- **Supplied material**
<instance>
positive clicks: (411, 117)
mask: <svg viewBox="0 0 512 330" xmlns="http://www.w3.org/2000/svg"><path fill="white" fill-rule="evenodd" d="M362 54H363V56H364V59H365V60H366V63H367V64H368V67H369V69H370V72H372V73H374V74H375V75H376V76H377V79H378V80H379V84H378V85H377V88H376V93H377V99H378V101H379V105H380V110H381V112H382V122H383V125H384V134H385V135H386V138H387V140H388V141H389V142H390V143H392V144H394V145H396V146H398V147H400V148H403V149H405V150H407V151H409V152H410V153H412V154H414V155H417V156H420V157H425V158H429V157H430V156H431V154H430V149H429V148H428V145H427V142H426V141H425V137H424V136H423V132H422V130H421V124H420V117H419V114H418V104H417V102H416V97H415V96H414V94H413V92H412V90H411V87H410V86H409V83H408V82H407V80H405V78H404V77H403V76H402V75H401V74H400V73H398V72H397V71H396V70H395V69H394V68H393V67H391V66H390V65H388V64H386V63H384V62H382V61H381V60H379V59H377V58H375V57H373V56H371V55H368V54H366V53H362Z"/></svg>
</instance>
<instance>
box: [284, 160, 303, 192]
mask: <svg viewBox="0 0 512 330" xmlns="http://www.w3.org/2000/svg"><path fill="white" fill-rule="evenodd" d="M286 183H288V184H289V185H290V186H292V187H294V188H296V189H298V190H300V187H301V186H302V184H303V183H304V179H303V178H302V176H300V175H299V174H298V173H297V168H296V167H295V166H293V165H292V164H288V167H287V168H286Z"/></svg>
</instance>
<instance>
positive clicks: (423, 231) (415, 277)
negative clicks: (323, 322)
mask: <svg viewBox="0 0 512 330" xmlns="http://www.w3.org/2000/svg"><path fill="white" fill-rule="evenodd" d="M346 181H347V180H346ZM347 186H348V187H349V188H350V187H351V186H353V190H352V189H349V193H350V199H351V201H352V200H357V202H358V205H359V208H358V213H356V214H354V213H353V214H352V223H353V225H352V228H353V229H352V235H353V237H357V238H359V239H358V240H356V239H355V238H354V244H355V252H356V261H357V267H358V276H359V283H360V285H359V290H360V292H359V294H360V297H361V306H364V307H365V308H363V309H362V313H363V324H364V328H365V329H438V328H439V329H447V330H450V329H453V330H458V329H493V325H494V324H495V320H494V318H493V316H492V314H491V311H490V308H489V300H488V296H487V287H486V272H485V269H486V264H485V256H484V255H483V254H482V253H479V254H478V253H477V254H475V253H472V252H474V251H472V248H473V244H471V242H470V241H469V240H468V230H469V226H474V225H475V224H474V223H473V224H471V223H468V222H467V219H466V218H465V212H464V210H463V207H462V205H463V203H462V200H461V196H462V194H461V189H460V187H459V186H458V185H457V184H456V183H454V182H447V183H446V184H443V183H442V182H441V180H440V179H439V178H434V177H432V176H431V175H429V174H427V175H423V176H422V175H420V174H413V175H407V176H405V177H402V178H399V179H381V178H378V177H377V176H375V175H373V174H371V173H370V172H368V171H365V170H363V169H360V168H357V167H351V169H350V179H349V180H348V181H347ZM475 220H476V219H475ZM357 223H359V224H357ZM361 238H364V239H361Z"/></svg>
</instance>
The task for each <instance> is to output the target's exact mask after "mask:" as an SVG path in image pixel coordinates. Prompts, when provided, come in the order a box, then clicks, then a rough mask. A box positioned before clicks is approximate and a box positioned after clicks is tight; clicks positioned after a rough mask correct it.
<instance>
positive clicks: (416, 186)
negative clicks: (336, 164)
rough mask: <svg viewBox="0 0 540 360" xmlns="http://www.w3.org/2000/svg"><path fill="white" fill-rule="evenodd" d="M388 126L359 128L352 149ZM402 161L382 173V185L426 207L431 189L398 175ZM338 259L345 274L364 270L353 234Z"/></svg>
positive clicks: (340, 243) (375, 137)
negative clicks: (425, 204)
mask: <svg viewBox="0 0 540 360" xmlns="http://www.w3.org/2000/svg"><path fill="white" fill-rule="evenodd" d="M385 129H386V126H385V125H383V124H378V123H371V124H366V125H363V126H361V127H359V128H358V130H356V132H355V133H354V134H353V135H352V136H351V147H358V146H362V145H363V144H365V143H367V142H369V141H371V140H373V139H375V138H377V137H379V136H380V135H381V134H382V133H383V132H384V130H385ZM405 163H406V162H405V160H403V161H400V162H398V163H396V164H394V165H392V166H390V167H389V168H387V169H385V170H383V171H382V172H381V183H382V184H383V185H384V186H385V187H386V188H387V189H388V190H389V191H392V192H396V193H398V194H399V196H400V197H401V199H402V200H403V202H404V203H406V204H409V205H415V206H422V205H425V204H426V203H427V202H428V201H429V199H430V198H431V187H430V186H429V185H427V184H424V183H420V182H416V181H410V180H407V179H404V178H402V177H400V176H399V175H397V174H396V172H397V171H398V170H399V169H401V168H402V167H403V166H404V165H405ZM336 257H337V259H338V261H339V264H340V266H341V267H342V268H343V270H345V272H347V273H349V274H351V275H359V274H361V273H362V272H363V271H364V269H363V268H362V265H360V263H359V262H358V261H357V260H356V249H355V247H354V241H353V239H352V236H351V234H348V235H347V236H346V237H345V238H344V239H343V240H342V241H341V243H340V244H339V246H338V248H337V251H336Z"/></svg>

- **Brief**
In the listing, count the lines that contain the word "rough", then give the number and nothing more.

- **Written answer**
2